→ **TEXT BLOCK**:
Thursday, August 20, 2015

The Incredible Shrinking Man - Shake Rattle and Roll

315 pounds.

After the stroke, and getting on crazy pills for depression, and losing pretty much all appetite until I moved back home after being laid off in Dayton, I think I got down to 308.  I'm seven pounds away from my lowest weight in twenty years.

While I of course like this, it does come with irritants... I have to buy new clothes, because all the shorts and pants I have now look like clown pants.  I hate shopping for clothes.  Also, it's pretty easy to feel fat now, because it is easy for my stomach to feel full.  I guess I felt fat before and just ignored it.  After lunch today I felt like my belly was about to bust open.

(I try to eat lunch because my doctor said not to skip lunch if I skip meals.)

And then there was the earthquake.


It moved through my apartment from the foot of my bed to the head.

I had taken a dump and my medicine just minutes earlier (not at the same time, of course). But it was still pre-7 a.m., so I laid back in bed.  While dropping heat, I had a leg cramp in my right leg... I know it was just because of sitting awkward on the can, but my first thought was, "Great, here come's a seizure," because my seizures have all had a right leg cramp precursor.  Then I finished up and went to back to bed.

[Stored items]
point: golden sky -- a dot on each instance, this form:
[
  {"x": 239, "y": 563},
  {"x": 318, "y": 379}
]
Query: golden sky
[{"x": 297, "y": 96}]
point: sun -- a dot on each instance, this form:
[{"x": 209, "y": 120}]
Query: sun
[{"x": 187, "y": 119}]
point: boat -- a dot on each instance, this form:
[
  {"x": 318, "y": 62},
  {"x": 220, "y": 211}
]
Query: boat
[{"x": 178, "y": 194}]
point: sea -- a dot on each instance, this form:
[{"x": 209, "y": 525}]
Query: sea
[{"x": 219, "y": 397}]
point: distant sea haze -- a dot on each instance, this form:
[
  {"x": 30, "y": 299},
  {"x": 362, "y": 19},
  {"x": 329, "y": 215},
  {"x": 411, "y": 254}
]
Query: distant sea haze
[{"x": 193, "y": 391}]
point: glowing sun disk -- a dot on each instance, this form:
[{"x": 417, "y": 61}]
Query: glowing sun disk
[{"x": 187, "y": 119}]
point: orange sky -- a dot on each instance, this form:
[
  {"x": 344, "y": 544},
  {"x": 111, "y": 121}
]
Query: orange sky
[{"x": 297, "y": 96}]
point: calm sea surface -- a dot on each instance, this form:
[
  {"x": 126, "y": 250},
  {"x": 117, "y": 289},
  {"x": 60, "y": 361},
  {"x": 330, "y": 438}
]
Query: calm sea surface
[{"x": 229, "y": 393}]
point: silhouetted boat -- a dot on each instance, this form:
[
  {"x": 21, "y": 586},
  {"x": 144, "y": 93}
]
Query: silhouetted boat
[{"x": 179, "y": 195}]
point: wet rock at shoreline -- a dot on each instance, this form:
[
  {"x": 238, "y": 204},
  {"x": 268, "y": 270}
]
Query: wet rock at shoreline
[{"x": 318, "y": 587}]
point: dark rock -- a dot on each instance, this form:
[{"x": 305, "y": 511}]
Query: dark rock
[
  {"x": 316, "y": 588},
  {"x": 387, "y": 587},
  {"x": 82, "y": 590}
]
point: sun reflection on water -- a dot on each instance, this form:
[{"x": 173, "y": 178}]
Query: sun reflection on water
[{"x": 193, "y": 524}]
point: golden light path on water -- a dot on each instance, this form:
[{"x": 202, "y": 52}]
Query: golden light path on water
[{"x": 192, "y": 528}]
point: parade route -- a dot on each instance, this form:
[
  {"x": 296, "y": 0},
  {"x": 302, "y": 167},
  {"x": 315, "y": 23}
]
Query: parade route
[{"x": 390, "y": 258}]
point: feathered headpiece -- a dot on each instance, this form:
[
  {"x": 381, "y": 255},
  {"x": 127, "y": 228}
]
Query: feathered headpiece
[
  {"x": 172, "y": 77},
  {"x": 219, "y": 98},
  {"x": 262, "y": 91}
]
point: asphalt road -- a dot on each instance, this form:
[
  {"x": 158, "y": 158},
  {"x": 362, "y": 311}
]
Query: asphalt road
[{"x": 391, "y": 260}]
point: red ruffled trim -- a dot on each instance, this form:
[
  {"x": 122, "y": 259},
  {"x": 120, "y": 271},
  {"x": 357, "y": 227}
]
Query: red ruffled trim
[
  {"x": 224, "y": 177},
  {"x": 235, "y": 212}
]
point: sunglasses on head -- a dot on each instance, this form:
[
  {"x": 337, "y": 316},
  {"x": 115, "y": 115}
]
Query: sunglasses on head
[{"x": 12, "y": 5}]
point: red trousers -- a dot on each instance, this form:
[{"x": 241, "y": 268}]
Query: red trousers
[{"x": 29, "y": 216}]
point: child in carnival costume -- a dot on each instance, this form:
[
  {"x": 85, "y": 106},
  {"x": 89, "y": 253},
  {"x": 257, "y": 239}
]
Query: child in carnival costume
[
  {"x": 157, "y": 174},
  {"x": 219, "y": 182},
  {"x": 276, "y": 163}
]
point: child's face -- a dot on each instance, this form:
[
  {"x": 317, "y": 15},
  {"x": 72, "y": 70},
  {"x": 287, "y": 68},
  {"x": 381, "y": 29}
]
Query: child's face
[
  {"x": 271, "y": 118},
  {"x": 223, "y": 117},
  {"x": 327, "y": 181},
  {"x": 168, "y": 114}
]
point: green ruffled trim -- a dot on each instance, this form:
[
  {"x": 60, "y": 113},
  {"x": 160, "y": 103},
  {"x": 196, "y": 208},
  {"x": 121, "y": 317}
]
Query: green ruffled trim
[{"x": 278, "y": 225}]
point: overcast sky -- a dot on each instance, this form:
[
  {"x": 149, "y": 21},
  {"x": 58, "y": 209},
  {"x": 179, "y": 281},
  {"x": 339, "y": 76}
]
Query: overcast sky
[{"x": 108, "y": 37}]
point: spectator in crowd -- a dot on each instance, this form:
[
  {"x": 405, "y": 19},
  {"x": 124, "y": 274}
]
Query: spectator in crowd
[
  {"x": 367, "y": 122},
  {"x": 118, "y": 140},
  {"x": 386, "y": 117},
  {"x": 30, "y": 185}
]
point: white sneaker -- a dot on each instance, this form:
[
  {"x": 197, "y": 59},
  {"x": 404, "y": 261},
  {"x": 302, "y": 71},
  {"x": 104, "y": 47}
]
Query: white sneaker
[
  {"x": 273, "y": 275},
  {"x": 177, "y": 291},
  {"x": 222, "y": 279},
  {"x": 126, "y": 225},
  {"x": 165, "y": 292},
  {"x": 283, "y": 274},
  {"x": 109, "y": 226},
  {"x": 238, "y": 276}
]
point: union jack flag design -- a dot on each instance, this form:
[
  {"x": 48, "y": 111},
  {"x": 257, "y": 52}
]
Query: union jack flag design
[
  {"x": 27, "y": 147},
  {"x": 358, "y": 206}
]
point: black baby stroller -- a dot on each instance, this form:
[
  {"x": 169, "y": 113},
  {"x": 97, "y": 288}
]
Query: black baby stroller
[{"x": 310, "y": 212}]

→ **ASSIGNMENT 1**: Reproduce the portion of the blog post that begins with the words containing "After the stroke, and" and ends with "to bust open.".
→ **ASSIGNMENT 2**: In the blog post, what current weight does the writer report?
→ **ASSIGNMENT 3**: Pick up the blog post about weight loss and the earthquake after its final sentence and keep writing.

→ **TASK OUTPUT 1**:
After the stroke, and getting on crazy pills for depression, and losing pretty much all appetite until I moved back home after being laid off in Dayton, I think I got down to 308.  I'm seven pounds away from my lowest weight in twenty years.

While I of course like this, it does come with irritants... I have to buy new clothes, because all the shorts and pants I have now look like clown pants.  I hate shopping for clothes.  Also, it's pretty easy to feel fat now, because it is easy for my stomach to feel full.  I guess I felt fat before and just ignored it.  After lunch today I felt like my belly was about to bust open.

→ **TASK OUTPUT 2**: 315 pounds.

→ **TASK OUTPUT 3**:
I remember hearing car alarms going off suddenly, like, a lot of them.  Then my feet started bouncing.  "Great, it IS a seizure..." I thought... but seizures tend to be hard to think through, and I've only had like three but each time it's hard to think, and I wasn't having trouble doing that.  I quickly did my stroke exercise... touching the fingers of my right hand to my thumb quickly in succession, and realized nothing was wrong with me.  I wasn't having a seizure.  And then the shaking moved further into my bedroom, and EVERYTHING was shaking.  Violently.  It was a 4.0 quake in Oakland, three miles from my apartment.  

After about ten seconds it stopped.  I didn't feel any of the aftershocks.  And then of course there were the deluge of news stories afterwards about how we're on this horribly dangerous faultline that will eventually snap and kill everybody in the Bay area.

It's comforting to know that I will probably die when my apartment building collapses, rather than slipping in the shower on a shampoo bottle that fell out of the caddy.  That would be so embarrassing in the afterlife.